# GIVEN REQUEST
Only the lines from the line containing "Verify that every instance of the white t-shirt" to the end of the entries should be repeated, exactly as they appear.

# GIVEN INFORMATION
.....
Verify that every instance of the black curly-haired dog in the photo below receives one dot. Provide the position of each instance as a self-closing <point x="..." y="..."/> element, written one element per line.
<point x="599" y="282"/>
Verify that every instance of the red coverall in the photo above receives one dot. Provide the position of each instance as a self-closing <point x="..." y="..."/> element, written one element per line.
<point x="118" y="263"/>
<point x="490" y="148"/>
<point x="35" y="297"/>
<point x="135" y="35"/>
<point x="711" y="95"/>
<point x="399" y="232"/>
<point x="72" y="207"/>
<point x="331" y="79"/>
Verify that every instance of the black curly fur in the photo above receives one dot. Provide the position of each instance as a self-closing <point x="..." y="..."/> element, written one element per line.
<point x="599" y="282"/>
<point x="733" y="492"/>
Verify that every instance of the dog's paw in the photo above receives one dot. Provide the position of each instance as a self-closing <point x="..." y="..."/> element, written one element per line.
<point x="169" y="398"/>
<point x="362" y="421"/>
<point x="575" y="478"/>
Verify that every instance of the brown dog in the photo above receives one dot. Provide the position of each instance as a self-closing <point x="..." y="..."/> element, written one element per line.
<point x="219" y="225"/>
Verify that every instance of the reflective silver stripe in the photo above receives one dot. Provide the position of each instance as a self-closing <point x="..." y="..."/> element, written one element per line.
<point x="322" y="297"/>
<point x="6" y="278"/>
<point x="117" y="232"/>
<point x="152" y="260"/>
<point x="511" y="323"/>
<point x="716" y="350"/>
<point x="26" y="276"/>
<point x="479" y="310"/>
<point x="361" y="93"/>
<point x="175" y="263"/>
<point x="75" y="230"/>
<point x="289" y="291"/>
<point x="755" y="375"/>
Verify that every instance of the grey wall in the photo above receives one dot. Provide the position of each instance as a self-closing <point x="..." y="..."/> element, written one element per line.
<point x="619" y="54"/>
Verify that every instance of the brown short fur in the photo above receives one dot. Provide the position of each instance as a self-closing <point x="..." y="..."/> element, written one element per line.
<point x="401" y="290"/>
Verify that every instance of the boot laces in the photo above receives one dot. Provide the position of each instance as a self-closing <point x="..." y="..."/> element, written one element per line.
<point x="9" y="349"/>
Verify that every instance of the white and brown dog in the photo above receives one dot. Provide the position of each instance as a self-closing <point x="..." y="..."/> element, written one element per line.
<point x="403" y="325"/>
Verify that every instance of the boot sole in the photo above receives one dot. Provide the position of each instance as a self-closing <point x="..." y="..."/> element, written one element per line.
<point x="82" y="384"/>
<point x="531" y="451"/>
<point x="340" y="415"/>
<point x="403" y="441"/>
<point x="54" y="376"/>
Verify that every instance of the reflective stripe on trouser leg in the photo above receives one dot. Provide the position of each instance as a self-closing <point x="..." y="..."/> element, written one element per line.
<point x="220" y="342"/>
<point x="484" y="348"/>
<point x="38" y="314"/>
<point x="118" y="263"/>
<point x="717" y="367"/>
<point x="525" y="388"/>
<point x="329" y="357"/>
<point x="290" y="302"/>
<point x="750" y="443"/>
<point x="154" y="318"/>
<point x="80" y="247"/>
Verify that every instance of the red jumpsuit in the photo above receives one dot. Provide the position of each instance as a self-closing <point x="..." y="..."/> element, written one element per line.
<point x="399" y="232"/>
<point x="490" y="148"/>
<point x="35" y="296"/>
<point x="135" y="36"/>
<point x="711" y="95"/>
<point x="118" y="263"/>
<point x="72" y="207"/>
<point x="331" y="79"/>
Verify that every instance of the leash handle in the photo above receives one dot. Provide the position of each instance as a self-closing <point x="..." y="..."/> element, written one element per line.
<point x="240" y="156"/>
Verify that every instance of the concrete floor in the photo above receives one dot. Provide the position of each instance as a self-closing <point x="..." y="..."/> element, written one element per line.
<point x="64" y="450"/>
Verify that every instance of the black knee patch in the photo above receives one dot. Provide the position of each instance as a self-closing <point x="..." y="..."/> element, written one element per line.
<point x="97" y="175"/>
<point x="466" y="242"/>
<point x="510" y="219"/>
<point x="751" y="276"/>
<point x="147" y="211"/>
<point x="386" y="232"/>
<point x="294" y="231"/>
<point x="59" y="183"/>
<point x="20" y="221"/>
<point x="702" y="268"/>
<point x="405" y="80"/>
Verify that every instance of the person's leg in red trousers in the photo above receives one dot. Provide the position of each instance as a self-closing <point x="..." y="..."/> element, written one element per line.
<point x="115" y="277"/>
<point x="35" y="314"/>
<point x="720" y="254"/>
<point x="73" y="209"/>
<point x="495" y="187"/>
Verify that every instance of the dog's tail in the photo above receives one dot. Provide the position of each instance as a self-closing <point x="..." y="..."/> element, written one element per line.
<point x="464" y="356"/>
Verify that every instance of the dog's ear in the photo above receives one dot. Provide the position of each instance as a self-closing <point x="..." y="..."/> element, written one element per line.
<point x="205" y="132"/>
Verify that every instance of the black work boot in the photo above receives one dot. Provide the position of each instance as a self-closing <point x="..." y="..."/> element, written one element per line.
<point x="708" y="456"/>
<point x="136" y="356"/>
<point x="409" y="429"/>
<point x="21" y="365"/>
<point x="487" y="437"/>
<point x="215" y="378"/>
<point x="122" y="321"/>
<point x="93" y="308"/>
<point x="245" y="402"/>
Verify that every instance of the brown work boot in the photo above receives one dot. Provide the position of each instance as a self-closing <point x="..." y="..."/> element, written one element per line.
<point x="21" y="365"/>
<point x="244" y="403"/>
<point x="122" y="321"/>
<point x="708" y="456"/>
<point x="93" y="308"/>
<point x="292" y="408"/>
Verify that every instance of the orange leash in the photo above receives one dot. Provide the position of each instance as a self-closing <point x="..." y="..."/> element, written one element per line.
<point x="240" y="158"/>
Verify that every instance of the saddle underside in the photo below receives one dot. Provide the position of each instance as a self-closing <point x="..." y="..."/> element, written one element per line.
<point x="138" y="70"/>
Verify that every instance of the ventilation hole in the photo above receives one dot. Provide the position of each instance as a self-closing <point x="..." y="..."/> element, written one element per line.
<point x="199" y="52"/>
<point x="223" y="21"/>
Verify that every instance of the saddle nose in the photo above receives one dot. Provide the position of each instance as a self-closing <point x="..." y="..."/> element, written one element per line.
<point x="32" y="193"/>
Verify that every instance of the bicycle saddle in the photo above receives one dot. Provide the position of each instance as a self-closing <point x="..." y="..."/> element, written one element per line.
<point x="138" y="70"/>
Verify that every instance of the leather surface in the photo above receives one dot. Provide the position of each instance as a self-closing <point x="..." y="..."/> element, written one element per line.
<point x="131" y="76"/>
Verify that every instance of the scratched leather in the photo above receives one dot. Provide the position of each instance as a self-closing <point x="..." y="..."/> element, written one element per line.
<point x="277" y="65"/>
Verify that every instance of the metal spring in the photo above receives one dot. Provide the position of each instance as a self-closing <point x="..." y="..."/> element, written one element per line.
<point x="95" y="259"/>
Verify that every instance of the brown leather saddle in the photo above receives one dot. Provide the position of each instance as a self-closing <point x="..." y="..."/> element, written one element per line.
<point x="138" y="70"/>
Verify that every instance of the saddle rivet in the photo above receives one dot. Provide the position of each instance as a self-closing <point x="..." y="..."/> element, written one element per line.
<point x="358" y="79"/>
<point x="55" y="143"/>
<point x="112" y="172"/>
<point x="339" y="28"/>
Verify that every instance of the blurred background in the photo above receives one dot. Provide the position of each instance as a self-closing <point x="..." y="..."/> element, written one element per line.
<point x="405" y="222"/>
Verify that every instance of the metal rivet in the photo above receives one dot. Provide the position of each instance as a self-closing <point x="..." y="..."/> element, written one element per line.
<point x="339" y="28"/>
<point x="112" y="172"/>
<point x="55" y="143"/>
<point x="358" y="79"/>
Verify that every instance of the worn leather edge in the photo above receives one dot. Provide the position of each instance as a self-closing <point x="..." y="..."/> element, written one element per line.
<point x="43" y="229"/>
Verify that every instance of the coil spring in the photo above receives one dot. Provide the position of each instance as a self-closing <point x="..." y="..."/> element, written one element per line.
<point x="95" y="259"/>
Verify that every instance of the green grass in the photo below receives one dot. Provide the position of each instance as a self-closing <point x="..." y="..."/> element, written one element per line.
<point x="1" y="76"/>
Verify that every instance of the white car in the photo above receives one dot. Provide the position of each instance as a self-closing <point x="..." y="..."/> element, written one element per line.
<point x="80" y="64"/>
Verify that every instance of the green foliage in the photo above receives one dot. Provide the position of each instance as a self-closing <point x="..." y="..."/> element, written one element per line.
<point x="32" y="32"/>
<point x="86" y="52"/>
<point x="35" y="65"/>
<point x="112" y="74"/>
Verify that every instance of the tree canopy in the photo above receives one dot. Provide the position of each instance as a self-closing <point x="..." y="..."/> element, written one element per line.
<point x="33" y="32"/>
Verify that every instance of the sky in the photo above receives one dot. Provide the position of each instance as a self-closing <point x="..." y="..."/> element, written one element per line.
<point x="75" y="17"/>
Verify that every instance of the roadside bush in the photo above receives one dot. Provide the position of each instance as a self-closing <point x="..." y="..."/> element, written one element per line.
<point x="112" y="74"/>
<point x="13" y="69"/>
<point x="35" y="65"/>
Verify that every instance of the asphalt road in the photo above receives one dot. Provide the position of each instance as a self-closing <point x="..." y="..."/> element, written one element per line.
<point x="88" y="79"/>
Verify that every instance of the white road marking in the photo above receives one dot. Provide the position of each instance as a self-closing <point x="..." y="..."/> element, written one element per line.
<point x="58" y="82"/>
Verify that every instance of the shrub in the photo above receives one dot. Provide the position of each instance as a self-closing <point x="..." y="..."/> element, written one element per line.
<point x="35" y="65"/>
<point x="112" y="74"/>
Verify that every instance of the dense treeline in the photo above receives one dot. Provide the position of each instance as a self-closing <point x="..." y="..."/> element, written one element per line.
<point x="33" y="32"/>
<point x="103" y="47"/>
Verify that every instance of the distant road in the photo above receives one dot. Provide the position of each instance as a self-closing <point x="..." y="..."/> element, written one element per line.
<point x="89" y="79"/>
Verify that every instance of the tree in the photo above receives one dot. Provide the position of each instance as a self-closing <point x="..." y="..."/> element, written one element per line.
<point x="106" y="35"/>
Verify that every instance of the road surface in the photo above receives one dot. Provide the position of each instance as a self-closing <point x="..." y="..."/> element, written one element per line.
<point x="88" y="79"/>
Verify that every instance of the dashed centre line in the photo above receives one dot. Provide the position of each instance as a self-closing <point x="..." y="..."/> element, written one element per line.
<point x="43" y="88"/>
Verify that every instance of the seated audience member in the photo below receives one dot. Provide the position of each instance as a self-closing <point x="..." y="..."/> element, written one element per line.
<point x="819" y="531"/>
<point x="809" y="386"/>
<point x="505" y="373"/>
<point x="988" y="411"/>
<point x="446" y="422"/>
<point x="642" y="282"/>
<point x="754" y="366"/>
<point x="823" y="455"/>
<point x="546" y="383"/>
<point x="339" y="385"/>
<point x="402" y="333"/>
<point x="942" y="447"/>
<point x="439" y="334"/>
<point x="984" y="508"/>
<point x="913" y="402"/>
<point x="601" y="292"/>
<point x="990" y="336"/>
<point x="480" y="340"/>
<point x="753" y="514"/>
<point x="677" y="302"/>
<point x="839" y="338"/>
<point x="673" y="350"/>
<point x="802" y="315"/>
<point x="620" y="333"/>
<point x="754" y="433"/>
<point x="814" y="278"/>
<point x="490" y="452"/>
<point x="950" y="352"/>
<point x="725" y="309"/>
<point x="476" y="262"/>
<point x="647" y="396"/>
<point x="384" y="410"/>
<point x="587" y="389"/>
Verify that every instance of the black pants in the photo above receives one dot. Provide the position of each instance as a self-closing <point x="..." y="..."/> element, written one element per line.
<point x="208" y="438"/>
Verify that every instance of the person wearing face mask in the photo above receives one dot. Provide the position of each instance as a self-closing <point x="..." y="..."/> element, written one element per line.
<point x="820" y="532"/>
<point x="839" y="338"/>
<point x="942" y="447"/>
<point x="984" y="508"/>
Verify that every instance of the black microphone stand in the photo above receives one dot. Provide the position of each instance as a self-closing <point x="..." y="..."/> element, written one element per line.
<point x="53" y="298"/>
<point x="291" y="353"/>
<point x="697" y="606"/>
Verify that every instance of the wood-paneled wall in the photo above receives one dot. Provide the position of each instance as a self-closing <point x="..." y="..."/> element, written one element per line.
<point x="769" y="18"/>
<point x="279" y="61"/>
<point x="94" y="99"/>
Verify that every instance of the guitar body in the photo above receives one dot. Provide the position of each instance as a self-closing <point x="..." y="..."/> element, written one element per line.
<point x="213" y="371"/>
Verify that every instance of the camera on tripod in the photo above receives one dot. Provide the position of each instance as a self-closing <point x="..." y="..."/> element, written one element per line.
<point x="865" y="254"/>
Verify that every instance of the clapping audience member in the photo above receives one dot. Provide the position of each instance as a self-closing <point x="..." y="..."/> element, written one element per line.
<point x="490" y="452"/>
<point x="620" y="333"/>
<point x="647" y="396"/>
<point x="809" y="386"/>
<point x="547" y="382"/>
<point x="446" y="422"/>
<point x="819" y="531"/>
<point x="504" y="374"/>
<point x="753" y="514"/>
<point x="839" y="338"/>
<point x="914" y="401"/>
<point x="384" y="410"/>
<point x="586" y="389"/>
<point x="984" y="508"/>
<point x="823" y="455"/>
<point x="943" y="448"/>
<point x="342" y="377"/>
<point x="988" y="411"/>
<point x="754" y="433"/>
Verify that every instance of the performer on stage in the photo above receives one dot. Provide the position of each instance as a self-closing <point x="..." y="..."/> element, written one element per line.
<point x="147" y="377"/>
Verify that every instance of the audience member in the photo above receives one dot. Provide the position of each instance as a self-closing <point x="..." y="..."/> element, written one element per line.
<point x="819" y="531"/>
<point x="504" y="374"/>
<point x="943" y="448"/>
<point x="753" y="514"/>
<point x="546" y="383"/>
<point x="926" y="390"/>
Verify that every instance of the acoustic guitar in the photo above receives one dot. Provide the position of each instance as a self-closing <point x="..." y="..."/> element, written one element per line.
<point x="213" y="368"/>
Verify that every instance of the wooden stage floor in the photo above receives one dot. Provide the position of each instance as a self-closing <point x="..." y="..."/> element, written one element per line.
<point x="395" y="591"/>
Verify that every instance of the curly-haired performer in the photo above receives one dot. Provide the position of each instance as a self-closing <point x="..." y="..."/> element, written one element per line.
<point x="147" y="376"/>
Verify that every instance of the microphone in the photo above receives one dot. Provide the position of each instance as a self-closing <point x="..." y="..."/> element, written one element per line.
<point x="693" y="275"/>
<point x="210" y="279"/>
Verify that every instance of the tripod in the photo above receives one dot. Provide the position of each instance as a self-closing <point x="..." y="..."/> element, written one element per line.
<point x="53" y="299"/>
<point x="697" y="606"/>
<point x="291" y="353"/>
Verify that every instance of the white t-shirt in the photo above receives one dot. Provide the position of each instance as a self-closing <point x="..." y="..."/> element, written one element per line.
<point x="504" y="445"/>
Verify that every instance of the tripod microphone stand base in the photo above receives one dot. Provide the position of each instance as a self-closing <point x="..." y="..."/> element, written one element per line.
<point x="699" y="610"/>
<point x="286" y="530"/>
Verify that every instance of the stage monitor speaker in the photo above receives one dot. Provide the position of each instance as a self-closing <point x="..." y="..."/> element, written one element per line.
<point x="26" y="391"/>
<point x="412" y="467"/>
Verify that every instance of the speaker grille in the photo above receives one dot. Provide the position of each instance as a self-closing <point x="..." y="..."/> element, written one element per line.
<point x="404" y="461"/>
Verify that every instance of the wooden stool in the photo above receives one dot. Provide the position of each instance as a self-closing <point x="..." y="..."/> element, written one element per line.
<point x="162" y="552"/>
.....
# OUTPUT OF THE EXERCISE
Verify that every instance of the white t-shirt in the photo above receives one dot. Provide the position of each instance as a self-closing <point x="..." y="..."/> element, written one element per line.
<point x="504" y="445"/>
Verify that every instance of the tripod microphone stand base in the photo above receives one dot. Provide the position of each instance as a self-closing <point x="..." y="..."/> element, written one element per line.
<point x="699" y="610"/>
<point x="286" y="530"/>
Verify that every instance of the stage monitor speaker in the photo above receives one dot. Provide the position of each instance as a self-closing <point x="..." y="..."/> element, written one element per line.
<point x="26" y="391"/>
<point x="412" y="467"/>
Verify that every instance of the speaker grille in the photo above receives one dot. Provide the position of each instance as a self-closing <point x="..." y="..."/> element, written one element per line.
<point x="404" y="461"/>
Verify that every instance of the wooden stool in the photo above receives one dot. Provide the position of each instance as a self-closing <point x="..." y="..."/> element, written one element per line.
<point x="162" y="552"/>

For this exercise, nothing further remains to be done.